WORK ORDER: Reproduce the listing below word for word, leaving out the pictures.

[Saved data entries]
——————————
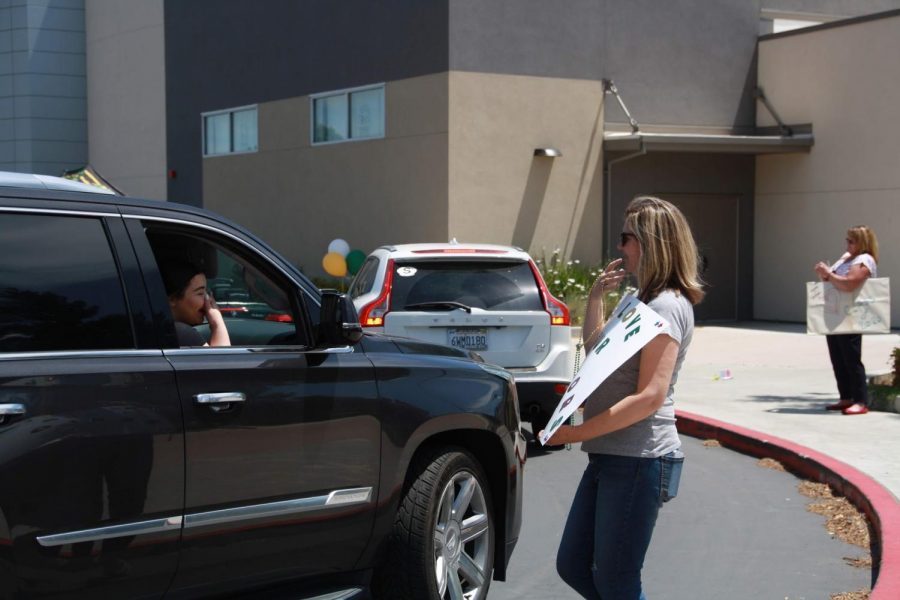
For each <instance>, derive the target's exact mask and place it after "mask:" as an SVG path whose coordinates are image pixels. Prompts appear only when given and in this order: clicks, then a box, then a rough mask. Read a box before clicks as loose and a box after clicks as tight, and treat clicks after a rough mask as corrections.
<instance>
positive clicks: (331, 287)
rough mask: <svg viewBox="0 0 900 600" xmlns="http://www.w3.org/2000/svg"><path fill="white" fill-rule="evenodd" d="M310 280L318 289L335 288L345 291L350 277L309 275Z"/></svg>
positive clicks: (332, 289)
mask: <svg viewBox="0 0 900 600" xmlns="http://www.w3.org/2000/svg"><path fill="white" fill-rule="evenodd" d="M310 279H312V282H313V283H314V284H316V287H317V288H319V289H320V290H337V291H339V292H346V291H347V289H348V288H349V287H350V281H351V278H350V277H311V278H310Z"/></svg>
——————————
YOUR SOLUTION:
For each <instance>, derive the target's exact mask and place it after "mask:" as an SVG path whose coordinates are image pixels. Prompts appear only when given and in this order: clicks, then a box, then a rough mask. Read a box before clicks as loose and a box after clicks as tight, and treat clicks after a rough mask as corrections.
<instance>
positive clicks: (331, 287)
rough mask: <svg viewBox="0 0 900 600" xmlns="http://www.w3.org/2000/svg"><path fill="white" fill-rule="evenodd" d="M310 280L318 289L335 288L345 291L350 277L309 275Z"/></svg>
positive clicks: (332, 289)
mask: <svg viewBox="0 0 900 600" xmlns="http://www.w3.org/2000/svg"><path fill="white" fill-rule="evenodd" d="M310 279H312V282H313V283H314V284H316V287H317V288H319V289H320V290H337V291H339V292H346V291H347V289H348V288H349V287H350V281H351V278H350V277H311V278H310Z"/></svg>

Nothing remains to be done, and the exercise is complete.